**Task instructions**
Set down a true copy of the data, with all pictures left out.

+++ Excerpted records +++

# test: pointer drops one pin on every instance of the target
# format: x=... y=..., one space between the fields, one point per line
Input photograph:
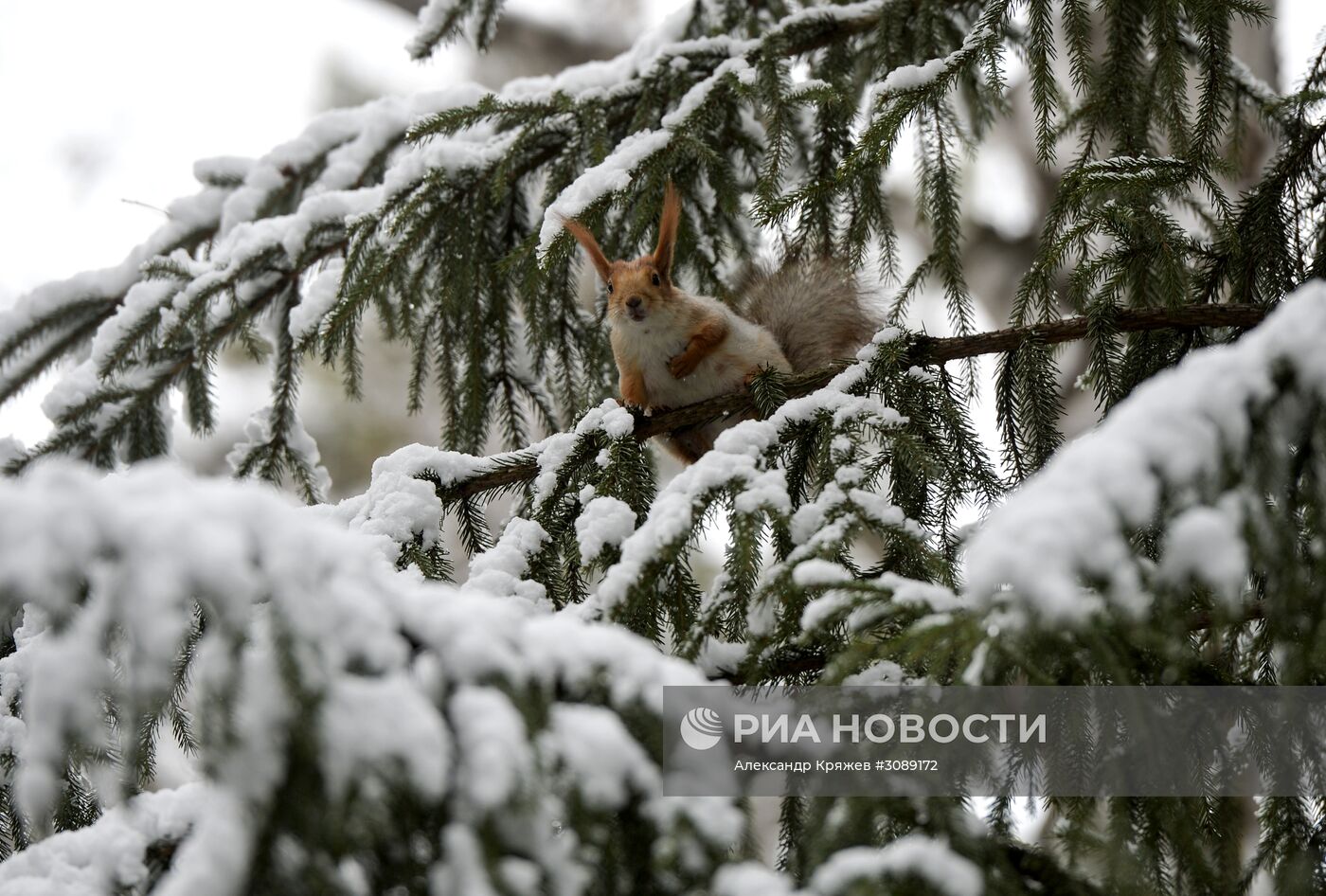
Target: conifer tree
x=365 y=720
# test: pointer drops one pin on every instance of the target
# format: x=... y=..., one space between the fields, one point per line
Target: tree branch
x=925 y=350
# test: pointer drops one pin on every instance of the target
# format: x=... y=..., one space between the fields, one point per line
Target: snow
x=736 y=461
x=1174 y=434
x=494 y=759
x=1207 y=544
x=501 y=569
x=612 y=174
x=108 y=856
x=317 y=299
x=607 y=765
x=914 y=853
x=258 y=432
x=373 y=723
x=603 y=521
x=910 y=77
x=404 y=684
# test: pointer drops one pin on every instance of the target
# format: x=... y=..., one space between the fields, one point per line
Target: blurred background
x=103 y=109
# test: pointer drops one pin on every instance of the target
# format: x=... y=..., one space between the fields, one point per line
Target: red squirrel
x=675 y=349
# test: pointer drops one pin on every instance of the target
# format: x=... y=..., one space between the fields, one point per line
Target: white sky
x=106 y=105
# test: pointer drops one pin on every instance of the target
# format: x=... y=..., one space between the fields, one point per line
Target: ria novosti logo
x=702 y=727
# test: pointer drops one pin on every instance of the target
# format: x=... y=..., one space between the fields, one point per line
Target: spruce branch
x=924 y=350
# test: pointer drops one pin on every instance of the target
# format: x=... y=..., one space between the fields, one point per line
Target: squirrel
x=673 y=349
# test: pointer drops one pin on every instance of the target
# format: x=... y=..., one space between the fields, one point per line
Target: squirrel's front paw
x=682 y=366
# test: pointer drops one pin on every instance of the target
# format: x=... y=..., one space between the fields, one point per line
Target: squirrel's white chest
x=650 y=349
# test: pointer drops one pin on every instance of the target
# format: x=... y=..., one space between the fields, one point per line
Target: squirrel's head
x=636 y=288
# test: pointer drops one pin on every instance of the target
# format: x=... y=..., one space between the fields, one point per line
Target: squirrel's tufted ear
x=667 y=231
x=590 y=244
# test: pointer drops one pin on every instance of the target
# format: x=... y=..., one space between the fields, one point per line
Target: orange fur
x=705 y=339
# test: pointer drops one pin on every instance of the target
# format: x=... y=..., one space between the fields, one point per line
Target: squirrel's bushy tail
x=815 y=309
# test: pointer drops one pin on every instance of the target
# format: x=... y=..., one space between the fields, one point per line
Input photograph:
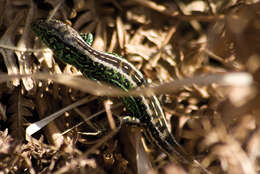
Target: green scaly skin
x=75 y=49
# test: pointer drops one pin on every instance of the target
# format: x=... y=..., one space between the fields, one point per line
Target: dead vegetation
x=166 y=40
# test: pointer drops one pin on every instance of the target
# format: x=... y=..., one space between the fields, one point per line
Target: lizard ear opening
x=87 y=37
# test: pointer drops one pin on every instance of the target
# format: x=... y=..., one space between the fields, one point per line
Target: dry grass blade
x=201 y=58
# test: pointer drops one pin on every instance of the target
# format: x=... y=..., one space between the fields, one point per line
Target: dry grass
x=217 y=125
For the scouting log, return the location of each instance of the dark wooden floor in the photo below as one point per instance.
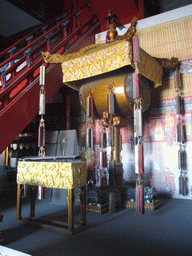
(166, 231)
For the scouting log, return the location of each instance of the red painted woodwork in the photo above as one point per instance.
(19, 102)
(125, 10)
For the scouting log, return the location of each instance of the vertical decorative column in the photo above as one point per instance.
(68, 110)
(41, 133)
(180, 133)
(89, 136)
(138, 130)
(103, 156)
(111, 139)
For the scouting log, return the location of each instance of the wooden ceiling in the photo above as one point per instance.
(42, 10)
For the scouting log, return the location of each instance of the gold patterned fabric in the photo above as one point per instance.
(66, 175)
(108, 58)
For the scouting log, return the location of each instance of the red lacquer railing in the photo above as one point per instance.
(58, 39)
(19, 90)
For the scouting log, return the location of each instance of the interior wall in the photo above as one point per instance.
(172, 37)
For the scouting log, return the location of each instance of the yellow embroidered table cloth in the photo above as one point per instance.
(65, 175)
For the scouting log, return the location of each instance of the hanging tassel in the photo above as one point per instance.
(103, 140)
(90, 106)
(136, 50)
(138, 123)
(137, 92)
(136, 159)
(178, 105)
(140, 201)
(42, 104)
(111, 136)
(111, 103)
(90, 138)
(177, 79)
(41, 135)
(101, 159)
(40, 193)
(140, 159)
(42, 75)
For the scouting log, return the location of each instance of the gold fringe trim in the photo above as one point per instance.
(57, 58)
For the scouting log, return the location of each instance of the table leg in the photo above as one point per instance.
(83, 205)
(70, 199)
(19, 202)
(32, 201)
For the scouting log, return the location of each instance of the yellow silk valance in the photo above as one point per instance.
(108, 58)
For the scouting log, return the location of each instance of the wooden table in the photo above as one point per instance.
(53, 174)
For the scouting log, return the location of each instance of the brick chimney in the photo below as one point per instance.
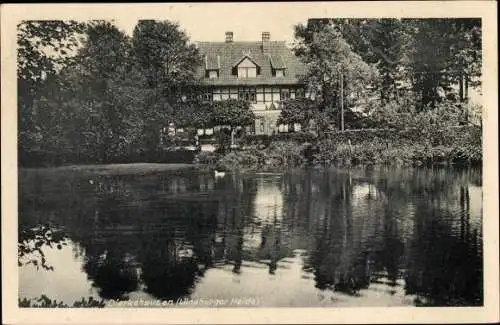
(266, 37)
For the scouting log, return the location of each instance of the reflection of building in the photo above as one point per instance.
(268, 202)
(263, 72)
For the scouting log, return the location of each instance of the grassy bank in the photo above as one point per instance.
(457, 146)
(113, 169)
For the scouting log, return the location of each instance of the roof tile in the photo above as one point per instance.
(276, 56)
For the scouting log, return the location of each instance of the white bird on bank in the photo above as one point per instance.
(219, 174)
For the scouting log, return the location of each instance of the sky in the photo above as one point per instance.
(210, 21)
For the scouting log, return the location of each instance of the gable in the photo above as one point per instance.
(250, 55)
(246, 63)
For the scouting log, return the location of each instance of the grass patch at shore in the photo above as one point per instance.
(115, 169)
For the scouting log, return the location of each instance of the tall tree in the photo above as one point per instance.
(106, 91)
(336, 75)
(443, 53)
(169, 63)
(44, 48)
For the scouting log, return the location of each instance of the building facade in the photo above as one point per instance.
(263, 72)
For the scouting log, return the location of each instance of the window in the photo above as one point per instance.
(213, 74)
(279, 73)
(247, 72)
(285, 94)
(207, 96)
(247, 94)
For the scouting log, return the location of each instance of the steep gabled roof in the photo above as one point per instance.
(277, 62)
(276, 56)
(212, 62)
(246, 56)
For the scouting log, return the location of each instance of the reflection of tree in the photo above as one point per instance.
(167, 275)
(162, 233)
(444, 266)
(112, 273)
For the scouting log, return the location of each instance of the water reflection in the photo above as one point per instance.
(412, 236)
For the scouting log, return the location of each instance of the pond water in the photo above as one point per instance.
(302, 238)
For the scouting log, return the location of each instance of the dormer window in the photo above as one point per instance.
(279, 73)
(247, 72)
(246, 68)
(278, 65)
(212, 66)
(212, 74)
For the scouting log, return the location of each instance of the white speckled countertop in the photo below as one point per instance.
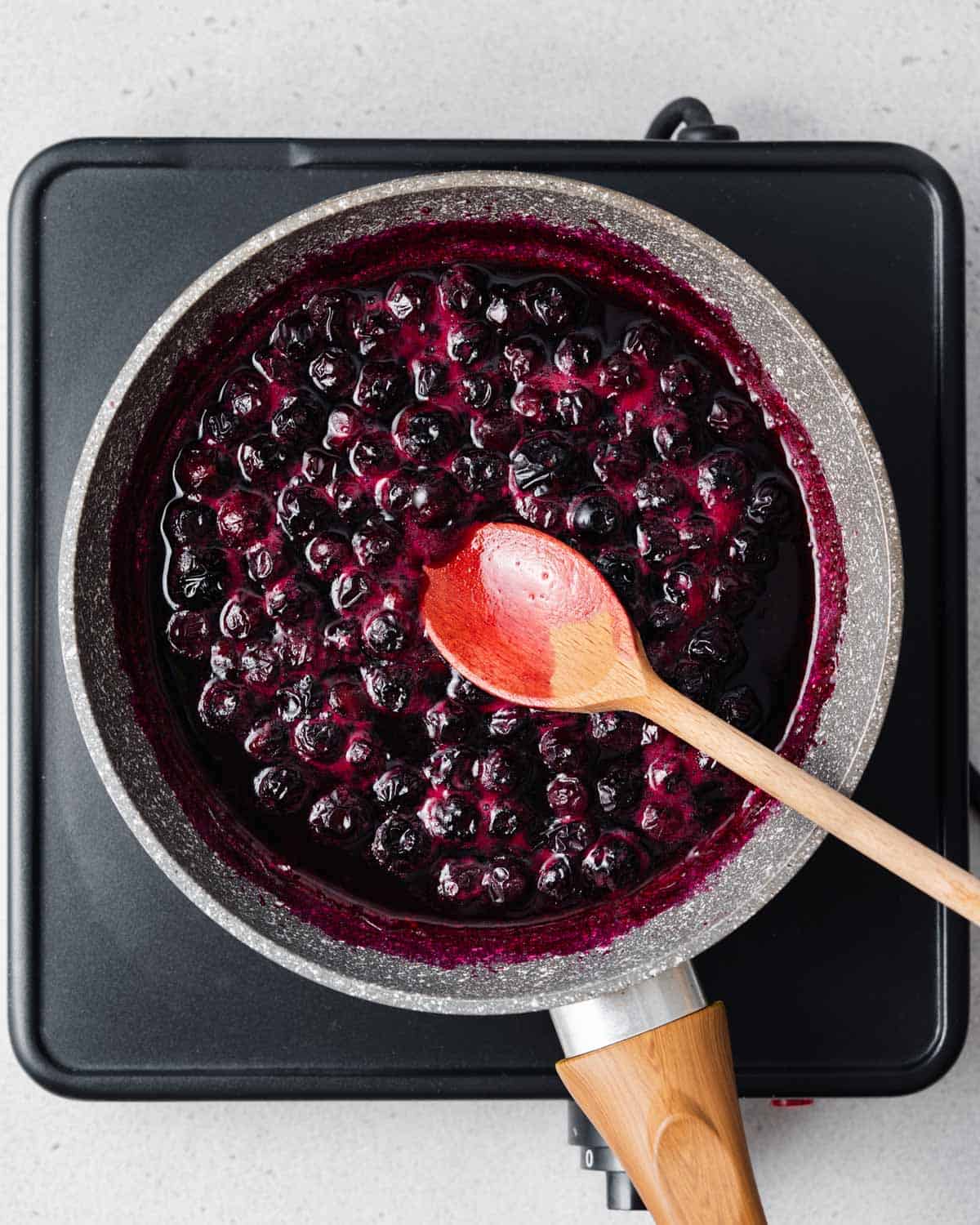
(869, 69)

+++

**Exercise result**
# test: pointer drops one pin on every instance of the target
# format: x=... y=..., one space between the fields, one point per line
Input photograph:
Target: conifer tree
x=365 y=720
# test: pointer drops one pin on every instance of the target
# format: x=... y=..., one space between the fields, one point per line
Target: tree branch
x=925 y=350
# test: pointer drops one pin on every instance of the target
# format: x=... y=..., one space between the fields, one point per line
Target: snow
x=736 y=461
x=1174 y=434
x=494 y=759
x=1207 y=544
x=501 y=569
x=612 y=174
x=108 y=856
x=317 y=299
x=607 y=765
x=914 y=853
x=258 y=432
x=373 y=723
x=603 y=521
x=910 y=77
x=404 y=684
# test: pointer drops one pin on every instance of the target
# format: x=... y=..., one space between the fields, one point per line
Target: blurred background
x=103 y=109
# test: pointer drops one pin on every instance of the target
# format: x=... y=..., one space between the fields, one point per line
Target: red squirrel
x=675 y=349
# test: pointer drops one pin on every instance of the target
# format: x=... y=..., one space between the fields, one point per line
Target: white sky
x=106 y=105
# test: pointer drops one pin on every instance of the target
# format: x=... y=..., one space between the fields, one point per line
Target: ria novosti logo
x=702 y=727
# test: pointer drops one pin on every instance of the target
# format: x=... y=..., one space between the fields, one point per line
Target: spruce branch
x=924 y=350
# test: pointer drops one pin on every instance of the target
# format: x=... y=..., one space between the fields, one point per line
Target: squirrel
x=673 y=349
# test: pointer drops one pin on every instance of the target
# format: x=... y=..., one space between the fields, one point per line
Target: squirrel's front paw
x=682 y=366
# test: pointer drops one pin on every instance of the target
# format: x=... y=..., one space between the fields, one point per line
Target: squirrel's white chest
x=650 y=349
# test: pointer drops one pin on every instance of the target
# format: x=... y=..., one space between the fields, one point per line
Target: squirrel's head
x=636 y=288
# test: pointer drops one pin on every instance of the target
# format: x=... y=..., one space between the fields, one point per line
Target: squirrel's tufted ear
x=667 y=231
x=590 y=244
# test: pointer drops one pin on every instance of the target
# format: x=... y=..., one space between the fields, one point per line
Target: orange fur
x=705 y=339
# test: pointer drops one pin on every instance of the target
# format: x=... y=..., one space between the fields, one point per line
Target: squirrel's bushy tail
x=815 y=309
# test: pointer drops one pin on every instance of the target
# format: x=... y=..., one space between the fields, one point per line
Input photograph:
Target: green scaly skin
x=75 y=49
# test: pointer drops one pin on every instance of the target
# format: x=... y=..., one space between the fields, one point per line
Target: dead vegetation
x=166 y=40
# test: pointer drops one pin on every instance of the target
# format: x=... y=..., one space between the fields, one point per line
Target: lizard ear opening
x=87 y=37
# test: pointer drops one pin on every instance of the target
# format: x=... y=..., one space between the fields, one point per line
Target: dry grass blade
x=201 y=58
# test: pointer drops one pin on every instance of the target
# format: x=... y=..., one space between the fields, one point per line
Target: dry grass
x=217 y=125
For the scouting log, return the location of each instance of the dark wooden floor in the photo below as one point per instance.
(166, 231)
For the scouting log, return the location of each instance of the red painted woodwork in the photo above as one point per instance.
(19, 102)
(125, 10)
For the scouting log, return the location of each instance of the vertical decorative column in the photo above as one point per instance.
(68, 110)
(41, 133)
(180, 133)
(89, 136)
(138, 130)
(103, 156)
(111, 139)
For the scouting log, return the location of each instance of the wooden ceiling in the photo above as one point per instance.
(42, 10)
For the scouting log, return the location of each instance of the gold patterned fabric in the photo above as one point per instance.
(66, 175)
(108, 58)
For the scouting log, return the location of each instance of the red lacquer railing in the photo above as one point per instance.
(58, 39)
(19, 90)
For the scouting log, return the location of each instance of the interior wall in the photo above as one point per instance.
(172, 37)
For the scouting log, return the location of each instance of the yellow embroidered table cloth in the photo above as one point per instance.
(65, 175)
For the scouting log, return the location of each instance of the hanging tassel in the photo above as one point per instance.
(103, 140)
(90, 106)
(136, 50)
(138, 123)
(137, 92)
(136, 159)
(178, 105)
(140, 201)
(42, 104)
(111, 136)
(111, 103)
(90, 138)
(177, 79)
(41, 135)
(101, 159)
(40, 193)
(140, 159)
(42, 75)
For the scouting log, return the location of each instance of the gold fringe trim in the photo above as one point per instance.
(57, 58)
For the scouting log, return the location of each instance of the table leg in the photo above as one point per instance.
(83, 205)
(70, 199)
(19, 202)
(32, 201)
For the scouting log, return the location of each instance of the yellow silk valance in the photo above as one point per instance.
(108, 58)
For the scouting log, return the location of each instance of the wooden table in the photo above as one point per instance.
(53, 174)
For the scouting log, return the location of each instance of the brick chimney in the photo below as one point per instance.
(266, 37)
For the scouting log, return the location of each instance of the reflection of building in the photo above as one point per instance.
(268, 202)
(263, 72)
For the scouting log, return the location of each instance of the grassy bank in the photo above as one point per instance.
(457, 146)
(113, 169)
For the scouting log, return the location of each instance of the roof tile in the photo above as one point per instance.
(276, 56)
For the scouting log, return the location of each instance of the white bird on bank in the photo above as one point per instance.
(219, 174)
For the scouting log, return the location of each instance of the sky in the photo above as one point per instance.
(210, 21)
For the scouting log, return the location of each instance of the gable in the photo above as one point per instance.
(250, 55)
(246, 63)
For the scouting log, return the location of each instance of the grass patch at shore in the photo above as one point per instance.
(115, 169)
For the scouting log, return the location of each instance of the tall tree in the photo above as one point per instance.
(106, 91)
(336, 75)
(443, 53)
(169, 63)
(44, 48)
For the scouting log, return the location of each instance of the building facade in the photo above as one point per instance.
(263, 72)
For the scouting log, return the location of each instance of the window in the photo above as one point per instance.
(213, 74)
(279, 73)
(247, 72)
(285, 94)
(207, 96)
(247, 94)
For the scouting log, return the location of each instance of the steep gabled roof in the photo above as one point per instance.
(277, 62)
(276, 56)
(212, 62)
(246, 56)
For the scouting log, return the location of each instance of the reflection of tree in the photo above as one point per instance.
(167, 275)
(162, 233)
(444, 266)
(112, 273)
For the scouting log, return the location of each instance of the water reflection in the photo above as one point per instance.
(412, 236)
For the scouting log, return the location of each instance of the pond water in the photo above as one point per instance.
(302, 238)
For the scouting log, return the location of each instance of the dormer window in the photo above as one point per instance.
(279, 73)
(247, 72)
(246, 68)
(278, 65)
(212, 66)
(212, 74)
For the scouting log, return the location of each instance of the white speckled countertop in the photo below as one point per instance.
(869, 69)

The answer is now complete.